- DATASET RECORDS -

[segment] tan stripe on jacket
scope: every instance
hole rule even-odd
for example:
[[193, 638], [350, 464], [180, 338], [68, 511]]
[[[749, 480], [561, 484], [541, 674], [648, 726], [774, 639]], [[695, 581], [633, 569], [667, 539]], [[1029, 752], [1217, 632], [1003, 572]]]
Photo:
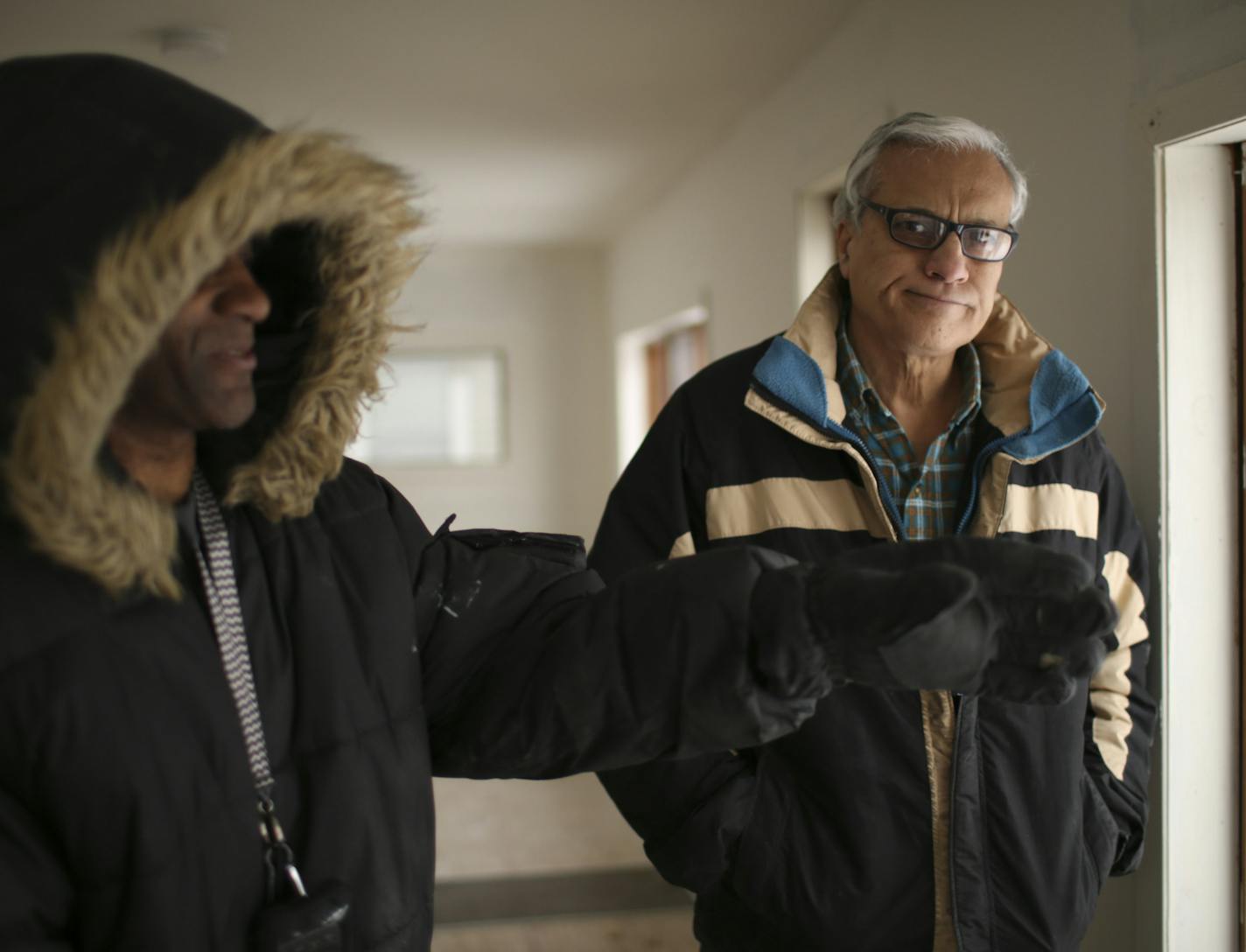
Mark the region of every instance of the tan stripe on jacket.
[[778, 477], [716, 486], [705, 493], [710, 538], [755, 536], [771, 528], [863, 531], [890, 538], [872, 513], [865, 490], [852, 480]]
[[1103, 577], [1120, 613], [1116, 622], [1120, 645], [1090, 679], [1090, 708], [1094, 710], [1094, 743], [1103, 763], [1113, 776], [1123, 780], [1129, 758], [1125, 740], [1134, 728], [1134, 719], [1129, 715], [1129, 664], [1133, 660], [1129, 649], [1148, 637], [1146, 622], [1141, 618], [1145, 601], [1143, 591], [1129, 576], [1129, 557], [1124, 552], [1104, 556]]
[[1099, 537], [1099, 497], [1063, 482], [1008, 486], [999, 532], [1064, 530], [1083, 538]]

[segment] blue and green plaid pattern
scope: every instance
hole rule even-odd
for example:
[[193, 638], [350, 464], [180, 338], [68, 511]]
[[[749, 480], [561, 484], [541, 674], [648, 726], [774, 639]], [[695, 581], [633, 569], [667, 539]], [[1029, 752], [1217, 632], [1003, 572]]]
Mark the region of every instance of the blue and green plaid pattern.
[[839, 366], [836, 380], [844, 391], [849, 419], [845, 421], [863, 441], [873, 456], [896, 508], [903, 520], [905, 538], [936, 538], [956, 527], [956, 507], [961, 498], [969, 450], [973, 442], [973, 420], [982, 406], [982, 369], [973, 344], [956, 353], [964, 381], [961, 409], [956, 411], [934, 442], [918, 460], [908, 435], [900, 421], [878, 399], [865, 368], [849, 341], [847, 320], [841, 320]]

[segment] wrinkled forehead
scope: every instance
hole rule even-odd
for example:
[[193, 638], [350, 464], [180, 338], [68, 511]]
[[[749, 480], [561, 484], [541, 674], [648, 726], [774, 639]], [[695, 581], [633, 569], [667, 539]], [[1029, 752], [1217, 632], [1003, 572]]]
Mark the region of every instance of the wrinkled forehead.
[[866, 194], [897, 208], [921, 208], [957, 221], [1007, 224], [1013, 184], [999, 159], [989, 152], [896, 142], [878, 153]]

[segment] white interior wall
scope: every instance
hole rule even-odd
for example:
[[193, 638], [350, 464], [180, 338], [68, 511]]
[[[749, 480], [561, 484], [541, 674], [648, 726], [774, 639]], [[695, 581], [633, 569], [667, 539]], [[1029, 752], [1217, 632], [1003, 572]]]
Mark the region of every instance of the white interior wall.
[[[1241, 61], [1244, 35], [1246, 7], [1220, 0], [862, 4], [619, 236], [609, 258], [613, 330], [708, 300], [713, 356], [780, 331], [796, 304], [802, 191], [842, 169], [871, 128], [902, 111], [973, 117], [1004, 136], [1032, 186], [1023, 243], [1001, 287], [1106, 399], [1104, 434], [1155, 553], [1160, 371], [1149, 127], [1164, 121], [1155, 102], [1166, 88]], [[1163, 592], [1153, 591], [1151, 606], [1156, 629]], [[1143, 867], [1109, 885], [1085, 950], [1164, 947], [1158, 796], [1153, 807]], [[1195, 864], [1196, 885], [1197, 845], [1190, 850], [1182, 856]]]
[[501, 348], [507, 405], [501, 465], [381, 470], [430, 528], [455, 512], [457, 528], [592, 535], [614, 455], [613, 417], [598, 399], [609, 399], [612, 369], [604, 313], [599, 250], [429, 252], [396, 309], [400, 323], [424, 326], [397, 348]]
[[[604, 257], [583, 248], [435, 247], [396, 308], [399, 349], [500, 348], [507, 454], [498, 466], [384, 469], [430, 528], [589, 537], [614, 476]], [[592, 776], [434, 781], [437, 878], [643, 866]]]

- THE TASK -
Update the listing above, replacing "every instance" with "each instance" everywhere and keeping everything else the same. Leave the pictures out.

- OUTPUT OF THE EXERCISE -
[segment] tan stripe on jacket
scope: each instance
hole rule even-odd
for example:
[[193, 638], [350, 464], [180, 338], [68, 511]]
[[[749, 480], [561, 484], [541, 674], [648, 726], [774, 639]], [[695, 581], [633, 569], [667, 539]], [[1029, 752], [1217, 632], [1003, 572]]]
Photo:
Mark the region of each instance of the tan stripe on jacket.
[[778, 477], [716, 486], [705, 493], [710, 538], [755, 536], [771, 528], [863, 531], [890, 538], [872, 513], [865, 490], [852, 480]]
[[1103, 577], [1120, 613], [1116, 622], [1120, 645], [1090, 679], [1090, 708], [1094, 710], [1094, 743], [1103, 763], [1113, 776], [1123, 780], [1129, 758], [1125, 740], [1134, 728], [1134, 719], [1129, 715], [1129, 664], [1133, 660], [1129, 649], [1148, 637], [1146, 622], [1141, 618], [1145, 601], [1143, 591], [1129, 576], [1129, 557], [1124, 552], [1104, 556]]
[[1099, 537], [1099, 497], [1063, 482], [1008, 486], [999, 532], [1064, 530], [1083, 538]]

[segment] blue and green plaid pattern
scope: each instance
hole rule even-odd
for example:
[[193, 638], [350, 464], [180, 338], [68, 511]]
[[[749, 480], [561, 484], [541, 674], [648, 726], [774, 639]], [[695, 581], [633, 569], [667, 539]], [[1029, 752], [1217, 632], [1003, 572]]]
Mark the region of each instance of the blue and green plaid pattern.
[[839, 366], [836, 380], [844, 391], [849, 419], [845, 421], [863, 441], [873, 456], [896, 508], [903, 520], [905, 538], [936, 538], [956, 527], [956, 507], [961, 498], [969, 450], [973, 442], [973, 420], [982, 406], [982, 369], [973, 344], [956, 353], [964, 381], [961, 409], [956, 411], [934, 442], [918, 460], [908, 435], [900, 421], [878, 399], [865, 368], [849, 341], [847, 320], [841, 320]]

[segment] wrinkled forehead
scope: each instance
hole rule even-odd
for example:
[[193, 638], [350, 464], [180, 338], [68, 511]]
[[[749, 480], [561, 484], [541, 674], [648, 726], [774, 639]], [[695, 581], [633, 569], [667, 539]], [[1029, 752], [1217, 632], [1003, 572]]]
Mark the region of each instance of the wrinkled forehead.
[[866, 194], [897, 208], [921, 208], [957, 221], [1007, 224], [1013, 184], [999, 159], [989, 152], [896, 142], [878, 153]]

[segment] white interior wall
scope: each instance
hole rule even-odd
for example:
[[193, 638], [350, 464], [180, 338], [68, 511]]
[[[749, 480], [561, 484], [541, 674], [648, 726], [774, 639]], [[695, 581], [633, 569], [667, 539]], [[1029, 752], [1217, 632], [1003, 572]]]
Mark the region of each instance of the white interior wall.
[[[1241, 61], [1244, 35], [1246, 7], [1220, 0], [862, 4], [619, 236], [609, 258], [613, 330], [708, 300], [713, 356], [780, 331], [796, 304], [802, 191], [842, 169], [871, 128], [902, 111], [973, 117], [1004, 136], [1032, 186], [1023, 243], [1001, 287], [1106, 399], [1104, 434], [1155, 553], [1160, 371], [1149, 127], [1164, 121], [1155, 102], [1166, 88]], [[1163, 592], [1153, 591], [1151, 606], [1156, 629]], [[1143, 867], [1109, 885], [1085, 950], [1164, 947], [1158, 796], [1153, 807]], [[1195, 864], [1196, 885], [1197, 845], [1190, 850], [1182, 856]]]
[[501, 348], [507, 405], [501, 465], [381, 470], [430, 528], [455, 512], [457, 528], [592, 535], [614, 455], [613, 417], [598, 399], [609, 399], [612, 369], [604, 313], [599, 250], [429, 252], [396, 309], [400, 323], [424, 326], [397, 348]]
[[[604, 257], [583, 248], [435, 247], [396, 308], [399, 349], [500, 348], [507, 454], [498, 466], [384, 469], [430, 528], [589, 537], [614, 476]], [[592, 776], [434, 781], [437, 878], [643, 866]]]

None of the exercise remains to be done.